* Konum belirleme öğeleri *
______

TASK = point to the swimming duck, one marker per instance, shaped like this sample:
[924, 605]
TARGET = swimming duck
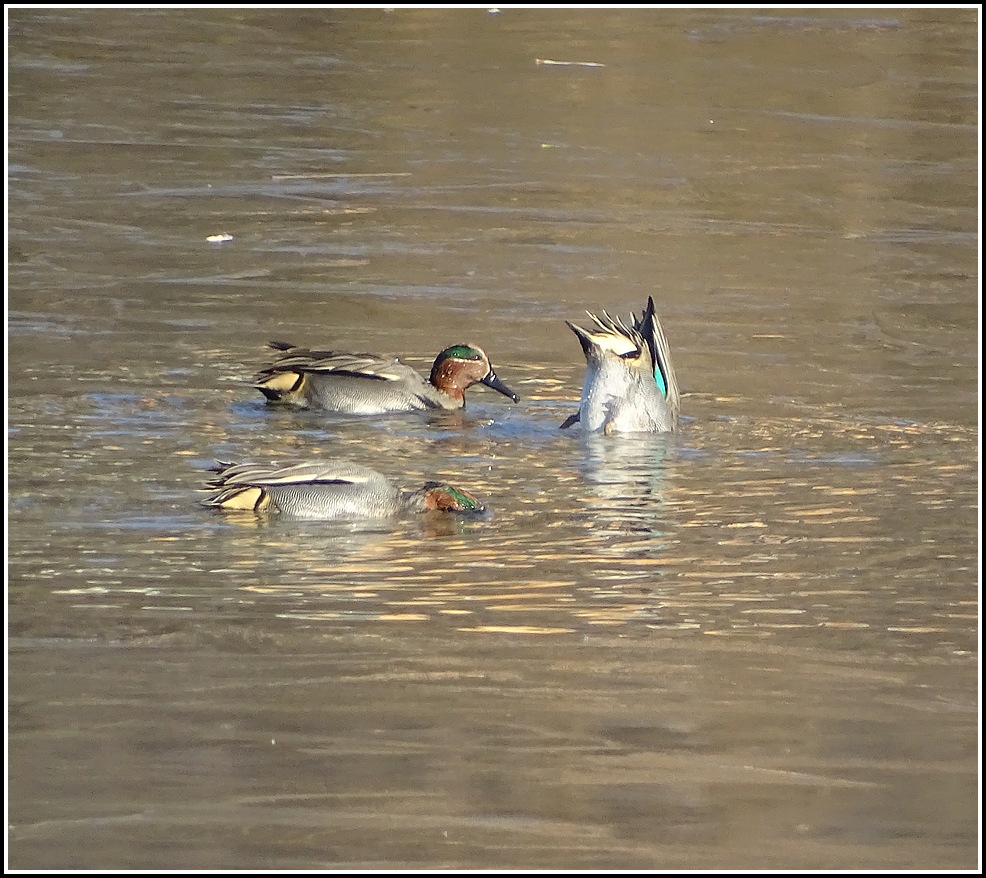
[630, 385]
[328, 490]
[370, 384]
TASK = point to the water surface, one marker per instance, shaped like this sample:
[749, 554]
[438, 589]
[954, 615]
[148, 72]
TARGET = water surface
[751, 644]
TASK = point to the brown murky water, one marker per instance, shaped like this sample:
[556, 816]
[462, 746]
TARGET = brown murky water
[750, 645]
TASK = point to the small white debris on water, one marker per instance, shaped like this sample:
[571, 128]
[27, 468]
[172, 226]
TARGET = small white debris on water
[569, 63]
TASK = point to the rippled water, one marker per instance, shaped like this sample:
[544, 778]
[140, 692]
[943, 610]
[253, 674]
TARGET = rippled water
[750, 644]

______

* Yazılı görev *
Materyaldeki satırların tamamını resimleri dışarıda bırakarak hiç değiştirmeden yazdırın.

* Alıştırma yanıtı *
TASK = point to the swimming duck, one marker per instance, shaped like this sample:
[924, 605]
TARGET = swimming duck
[630, 385]
[328, 490]
[370, 384]
TASK = point to the water surface, one marker per instance, shaped like this sample:
[749, 554]
[438, 589]
[954, 615]
[148, 72]
TARGET = water surface
[751, 644]
TASK = point to the brown murky water, one marker per instance, shaped like this sample:
[556, 816]
[462, 746]
TARGET = brown murky water
[750, 645]
TASK = point to the small white debris on water, one marker per instance, shaped like this sample:
[571, 128]
[27, 468]
[172, 226]
TARGET = small white debris on water
[569, 63]
TASK = point to the rippled water, one marker per instance, shaped like this sample:
[544, 778]
[140, 692]
[943, 610]
[253, 674]
TARGET = rippled water
[750, 644]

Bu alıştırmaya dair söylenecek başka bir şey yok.